## Work to complete
Please copy every line of the material below word for word, with nothing changed.

## Provided information
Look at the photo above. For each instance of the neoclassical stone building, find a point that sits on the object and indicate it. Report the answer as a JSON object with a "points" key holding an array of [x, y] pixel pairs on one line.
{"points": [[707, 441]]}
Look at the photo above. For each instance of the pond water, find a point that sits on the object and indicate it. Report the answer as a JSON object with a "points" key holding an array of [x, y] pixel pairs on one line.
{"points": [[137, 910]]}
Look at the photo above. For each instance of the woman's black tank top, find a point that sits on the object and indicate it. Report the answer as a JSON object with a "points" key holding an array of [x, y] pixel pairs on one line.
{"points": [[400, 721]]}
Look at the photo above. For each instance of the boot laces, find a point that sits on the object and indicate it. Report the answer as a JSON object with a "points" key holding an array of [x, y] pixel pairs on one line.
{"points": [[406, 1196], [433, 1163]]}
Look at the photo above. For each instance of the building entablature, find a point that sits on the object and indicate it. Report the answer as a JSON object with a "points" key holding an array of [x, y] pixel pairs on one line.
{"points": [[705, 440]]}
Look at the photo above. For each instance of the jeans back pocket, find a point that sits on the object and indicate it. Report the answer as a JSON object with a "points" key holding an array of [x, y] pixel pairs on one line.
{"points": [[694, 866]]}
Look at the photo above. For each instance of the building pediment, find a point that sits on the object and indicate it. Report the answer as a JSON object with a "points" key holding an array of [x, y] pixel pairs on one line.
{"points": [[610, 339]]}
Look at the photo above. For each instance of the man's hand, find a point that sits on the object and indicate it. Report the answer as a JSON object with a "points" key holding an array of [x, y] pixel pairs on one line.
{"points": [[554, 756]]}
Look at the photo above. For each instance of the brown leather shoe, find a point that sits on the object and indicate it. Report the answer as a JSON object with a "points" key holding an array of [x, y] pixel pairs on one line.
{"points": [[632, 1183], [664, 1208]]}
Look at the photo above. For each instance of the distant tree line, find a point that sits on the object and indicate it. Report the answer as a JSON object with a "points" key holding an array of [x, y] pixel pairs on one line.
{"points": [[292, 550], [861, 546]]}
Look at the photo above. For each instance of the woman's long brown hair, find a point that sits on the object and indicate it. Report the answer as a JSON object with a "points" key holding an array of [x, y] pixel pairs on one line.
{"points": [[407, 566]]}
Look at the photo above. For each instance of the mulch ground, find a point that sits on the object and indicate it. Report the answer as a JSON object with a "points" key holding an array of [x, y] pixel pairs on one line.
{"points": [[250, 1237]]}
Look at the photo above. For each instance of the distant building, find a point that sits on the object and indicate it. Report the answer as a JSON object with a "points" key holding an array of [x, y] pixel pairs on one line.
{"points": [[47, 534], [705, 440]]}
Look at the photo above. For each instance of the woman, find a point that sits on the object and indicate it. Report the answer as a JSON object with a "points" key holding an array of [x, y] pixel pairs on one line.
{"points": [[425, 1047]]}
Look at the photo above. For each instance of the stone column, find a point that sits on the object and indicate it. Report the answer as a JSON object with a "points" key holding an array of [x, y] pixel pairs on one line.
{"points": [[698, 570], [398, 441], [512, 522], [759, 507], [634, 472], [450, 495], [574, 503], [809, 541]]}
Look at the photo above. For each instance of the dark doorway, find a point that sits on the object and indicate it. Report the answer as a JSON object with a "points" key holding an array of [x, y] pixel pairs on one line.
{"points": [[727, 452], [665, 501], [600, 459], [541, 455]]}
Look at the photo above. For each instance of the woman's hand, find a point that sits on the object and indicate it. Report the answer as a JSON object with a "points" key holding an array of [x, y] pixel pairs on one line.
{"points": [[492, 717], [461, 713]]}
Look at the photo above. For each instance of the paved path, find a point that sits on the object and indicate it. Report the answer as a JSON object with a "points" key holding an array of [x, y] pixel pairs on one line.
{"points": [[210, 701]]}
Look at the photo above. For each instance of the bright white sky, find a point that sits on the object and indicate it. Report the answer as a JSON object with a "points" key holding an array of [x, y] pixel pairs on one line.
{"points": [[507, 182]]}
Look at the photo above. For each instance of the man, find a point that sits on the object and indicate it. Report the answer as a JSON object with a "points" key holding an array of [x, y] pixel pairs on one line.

## Exercise answer
Look at the photo above. For each instance of the neoclassical stone building, find a point that sits on the object and indicate it. Report the answer as a JSON object with a "points" key holding an array of [x, y] pixel pairs on one line.
{"points": [[707, 441]]}
Look at the photo above. For each instance of the pond water, find a point that sits on the object and indicate it. Report the answer as a JSON object with a "points" key holding an array of [x, y] pixel pairs on one line.
{"points": [[137, 910]]}
Look at the photo above. For each instance of the woman's black tank top, find a point that sits on the object and indicate it. Report the answer as a JSON object with a "points" key holding an array of [x, y] pixel pairs on one line.
{"points": [[400, 721]]}
Look at the photo above. For each instance of the boot laces, find a point that sits on the object and indicate it. Report the answer as a JSON object with a "points" key holding an array of [x, y] pixel pairs on one line.
{"points": [[406, 1196], [433, 1163]]}
Look at the photo above. For each instance of the building entablature, find a point that sits on the object and indicate it. Report the answer as a JSON object with a "points" key holding an array of [x, y] pixel pairs on one line.
{"points": [[705, 440]]}
Look at the photo above. For each instance of the jeans back pocket, find a point that sits on the object and indicate it. Report the answer as a JSON object with a "points" key holding an array of [x, y] pixel pairs on one line.
{"points": [[694, 866]]}
Look at the photo above. For each instance of the building pediment, find a point that sits on the object and indicate it. Report the answer as a JSON object with a "points" key holding an array of [x, y] pixel pairs on one line.
{"points": [[610, 339]]}
Look at the photo above. For each instance of the man's hand, find a point that sits on the object and indicate it. Report the answer as a JSON object with a "points" key holding an array of [x, y] pixel pairs on one line.
{"points": [[554, 756]]}
Look at the photo above. For each instance of the brown leather shoe, find a point that sits on the object and indicate it. Report the answer as a JSON object with a "points" key holding an array of [x, y] pixel pairs on one line.
{"points": [[632, 1183], [664, 1208]]}
Look at the photo above. For each instance of the distant tree line, find a point that sits on the object and indicate it. Report the answer as a JSON object with a "points" key holding an array of [x, y] pixel pairs on one line.
{"points": [[292, 550], [861, 546]]}
Look at the photo above. For each instance of the woman's long brown hair, find a point that sits on the object and indicate it. Report the answer as a JSON object with a "points" key holding an array of [x, y] pixel pairs on one line.
{"points": [[407, 566]]}
Look at the photo above. For each instance of the mulch ground, find a point that sits on the object and indicate it. Report the answer as a JSON object with a "points" key holding an array of [x, y] pixel pairs on one line.
{"points": [[250, 1237]]}
Look at the photo above. For each instance of the distant building, find a point that sits on the object and indicate it. Report the answer as a JSON object with a "points" key holding an array of [x, y] pixel pairs on one line.
{"points": [[47, 534], [705, 440]]}
Look at the photo above. For each instance of the woman, find a point that sits on the object and indicate it. Report the answer as a JSON object with a "points" key holding an array of [x, y] pixel pairs on one line.
{"points": [[425, 1047]]}
Look at the photo above. For each instance of the stone column, find a point that sits on the object and indicate it. Report the answer as a JSON object with a "points" key holding an array of [x, y] pixel pairs on one line.
{"points": [[698, 570], [398, 441], [512, 522], [759, 507], [634, 472], [450, 495], [574, 503], [809, 541]]}
Look at the photo above. For each instance of the dark doorway, find a point that sits on the object and indicate it. Report the answer as a JSON object with a "points" key holding an array of [x, y] pixel pairs on one line.
{"points": [[727, 452], [665, 501], [600, 459], [541, 455]]}
Look at the photo above. For each instance of the woman's hand, find a point that sits on the object and indicate it. Report the answer as a JSON object with a "points" key holding an array of [x, y] pixel pairs on one line.
{"points": [[492, 717], [461, 713]]}
Look at the photo above. For each instance of the paved path, find a point that sits on the object and indicate it. Report the answer as a JSON object with a "points" key holding an array of [x, y] pixel pairs on one line.
{"points": [[210, 701]]}
Look at the photo above. For each instance of the bright white sky, find a point that sits on the object and indicate it. Report the answer as a JSON object with a "points" key holding an array of [x, y] pixel pairs on one line.
{"points": [[507, 182]]}
Look at the photo above. For each instance of the man, find a point that sits on the object and indicate it. Report the answer as a JSON object with a "points" key holding an array of [x, y] pixel pairs on one line.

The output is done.